Conflito Negativo de Atribuição
Protocolado n.º 121.594/12
Inquérito Policial n.º 008221-41.2010.8.26.0050 – MM. Juízo da Vara do Juizado Especial Criminal Central da Comarca da Capital
Suscitante: Promotoria de Justiça do Juizado Especial Criminal Central da Comarca da Capital
Suscitada: 3.ª Promotoria de Justiça Criminal Central da Capital
Assunto: definição da classificação jurídica do fato (violação de sigilo funcional ou corrupção passiva)
EMENTA: CONFLITO NEGATIVO DE ATRIBUIÇÃO. DIVERGÊNCIA ENTRE PROMOTORES DE JUSTIÇA OFICIANTES JUNTO AO JUÍZO COMUM E JUIZADO ESPECIAL CRIMINAL ACERCA DA CLASSIFICAÇÃO JURÍDICA DOS FATOS (VIOLAÇÃO DE SIGILO FUNCIONAL OU CORRUPÇÃO PASSIVA AGRAVADA – ARTS. 325, CAPUT, E 317, §1.º, DO CP). HIPÓTESE EM QUE O SERVIDOR POSSUÍA ACESSO A SISTEMA SIGILOSO DE DADOS DA ADMINISTRAÇÃO PÚBLICA E, MEDIANTE PAGAMENTO EM DINHEIRO, OS REPASSAVA A EMPRESA DE SEGURANÇA. CORRUPÇÃO PASSIVA CARACTERIZADA. ATRIBUIÇÃO DO DOUTO SUSCITADO.
1. A prova demonstrou suficientemente que o indiciado, na condição de funcionário público, possuía acesso a sistema de dados sigilosos da Administração Pública e, por diversas vezes, utilizando-se de sua senha pessoal, obteve informações protegidas e as repassou a empresa de segurança, recebendo, por isto, vantagem patrimonial indevida.
2. O agente, portanto, não se limitou a usurpar o sigilo funcional que lhe era devido, mas defraudou, mediante contraprestação pecuniária, a confiança que a Administração Pública lhe outorgou, mercadejando seu munus.

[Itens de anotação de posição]
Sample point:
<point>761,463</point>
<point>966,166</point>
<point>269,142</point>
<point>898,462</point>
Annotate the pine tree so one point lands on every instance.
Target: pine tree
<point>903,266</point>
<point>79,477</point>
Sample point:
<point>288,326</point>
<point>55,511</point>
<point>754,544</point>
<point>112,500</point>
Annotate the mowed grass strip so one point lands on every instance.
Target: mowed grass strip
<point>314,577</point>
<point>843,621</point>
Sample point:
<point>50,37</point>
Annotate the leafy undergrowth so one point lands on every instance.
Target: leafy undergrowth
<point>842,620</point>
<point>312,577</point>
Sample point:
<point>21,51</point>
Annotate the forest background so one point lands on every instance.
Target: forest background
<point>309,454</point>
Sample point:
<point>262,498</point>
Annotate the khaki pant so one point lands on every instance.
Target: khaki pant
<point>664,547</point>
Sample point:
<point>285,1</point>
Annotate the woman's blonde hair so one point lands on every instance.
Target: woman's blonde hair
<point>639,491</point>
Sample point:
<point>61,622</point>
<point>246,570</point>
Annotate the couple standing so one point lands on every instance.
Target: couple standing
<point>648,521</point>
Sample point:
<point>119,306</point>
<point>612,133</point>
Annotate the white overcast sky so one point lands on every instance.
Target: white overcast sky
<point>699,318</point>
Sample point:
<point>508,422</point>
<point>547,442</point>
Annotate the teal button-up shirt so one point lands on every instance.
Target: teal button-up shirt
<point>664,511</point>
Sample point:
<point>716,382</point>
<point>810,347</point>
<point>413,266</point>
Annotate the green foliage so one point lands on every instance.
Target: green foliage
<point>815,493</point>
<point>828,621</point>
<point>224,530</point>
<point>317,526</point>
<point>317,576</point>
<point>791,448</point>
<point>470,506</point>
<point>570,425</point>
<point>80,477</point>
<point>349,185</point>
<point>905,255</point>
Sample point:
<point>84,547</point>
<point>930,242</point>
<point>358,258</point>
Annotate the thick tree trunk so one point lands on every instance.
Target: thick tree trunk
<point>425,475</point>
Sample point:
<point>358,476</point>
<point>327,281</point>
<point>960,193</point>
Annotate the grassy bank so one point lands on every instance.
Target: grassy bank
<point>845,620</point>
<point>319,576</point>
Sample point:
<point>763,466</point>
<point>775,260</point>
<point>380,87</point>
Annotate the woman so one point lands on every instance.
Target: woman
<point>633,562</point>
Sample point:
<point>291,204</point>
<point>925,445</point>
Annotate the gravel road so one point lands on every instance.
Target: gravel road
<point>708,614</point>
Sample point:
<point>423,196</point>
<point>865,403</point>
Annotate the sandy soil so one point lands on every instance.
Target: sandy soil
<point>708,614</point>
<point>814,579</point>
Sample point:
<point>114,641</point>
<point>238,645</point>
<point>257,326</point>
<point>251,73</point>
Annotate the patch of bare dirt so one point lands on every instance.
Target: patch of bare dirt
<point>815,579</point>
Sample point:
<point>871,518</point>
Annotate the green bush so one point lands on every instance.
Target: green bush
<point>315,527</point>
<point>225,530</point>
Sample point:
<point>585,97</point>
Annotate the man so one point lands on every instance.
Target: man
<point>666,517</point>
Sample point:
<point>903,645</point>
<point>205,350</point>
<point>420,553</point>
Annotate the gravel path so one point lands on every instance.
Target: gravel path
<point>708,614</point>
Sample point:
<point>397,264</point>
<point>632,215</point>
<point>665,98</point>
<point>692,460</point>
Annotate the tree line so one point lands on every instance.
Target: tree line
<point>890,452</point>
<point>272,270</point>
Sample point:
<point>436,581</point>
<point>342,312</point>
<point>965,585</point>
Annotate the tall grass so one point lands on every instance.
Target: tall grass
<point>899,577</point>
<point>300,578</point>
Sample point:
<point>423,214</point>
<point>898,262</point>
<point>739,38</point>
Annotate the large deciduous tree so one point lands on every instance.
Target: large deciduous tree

Enunciado
Como você resumiria o texto apresentado em exatamente duas frases?

Resolução abaixo
O conflito negativo de atribuição opõe a Promotoria de Justiça do Juizado Especial Criminal Central da Comarca da Capital e a 3.ª Promotoria de Justiça Criminal Central da Capital quanto à classificação jurídica do fato: violação de sigilo funcional ou corrupção passiva. Como o servidor tinha acesso a sistema sigiloso de dados da Administração Pública e repassava informações protegidas a empresa de segurança mediante pagamento em dinheiro, ficou caracterizada a corrupção passiva, e a atribuição cabe ao suscitado.